**PROVIDED DATA**
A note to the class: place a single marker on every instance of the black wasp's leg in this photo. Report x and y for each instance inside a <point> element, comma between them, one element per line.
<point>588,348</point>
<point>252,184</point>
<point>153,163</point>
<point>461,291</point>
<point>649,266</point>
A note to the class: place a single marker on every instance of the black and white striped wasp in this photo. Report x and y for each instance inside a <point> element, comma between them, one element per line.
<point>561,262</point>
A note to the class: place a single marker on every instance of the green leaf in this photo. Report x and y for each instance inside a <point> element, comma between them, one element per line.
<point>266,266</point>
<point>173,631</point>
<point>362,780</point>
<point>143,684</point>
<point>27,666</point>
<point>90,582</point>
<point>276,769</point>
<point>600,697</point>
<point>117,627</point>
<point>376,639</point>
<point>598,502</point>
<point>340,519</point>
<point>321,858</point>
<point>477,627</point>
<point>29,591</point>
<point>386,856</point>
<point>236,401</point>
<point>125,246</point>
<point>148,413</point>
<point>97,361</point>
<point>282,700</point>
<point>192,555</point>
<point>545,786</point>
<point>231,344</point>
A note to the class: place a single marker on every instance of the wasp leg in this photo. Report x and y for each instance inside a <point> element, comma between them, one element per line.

**WORK INSTRUCTIONS**
Only an exact reproduction of the lines from the one with "of the green" to the end of the listing is expected.

**ANSWER FOR THIS EXERCISE**
A note to the class: place a single marker on every instance of the green leaf in this photo. Report x and y for each instance inside a <point> element, comma between them, one element per line.
<point>266,266</point>
<point>173,631</point>
<point>362,780</point>
<point>143,684</point>
<point>27,666</point>
<point>90,582</point>
<point>276,769</point>
<point>600,697</point>
<point>117,627</point>
<point>376,639</point>
<point>598,502</point>
<point>340,519</point>
<point>321,858</point>
<point>477,627</point>
<point>29,591</point>
<point>386,856</point>
<point>236,401</point>
<point>125,246</point>
<point>148,413</point>
<point>97,361</point>
<point>282,700</point>
<point>192,555</point>
<point>545,786</point>
<point>231,344</point>
A note to the class: place a single marker on every instance of the wasp leg in this photo. Report x and y for each instance inside a <point> element, comma between them, one element per line.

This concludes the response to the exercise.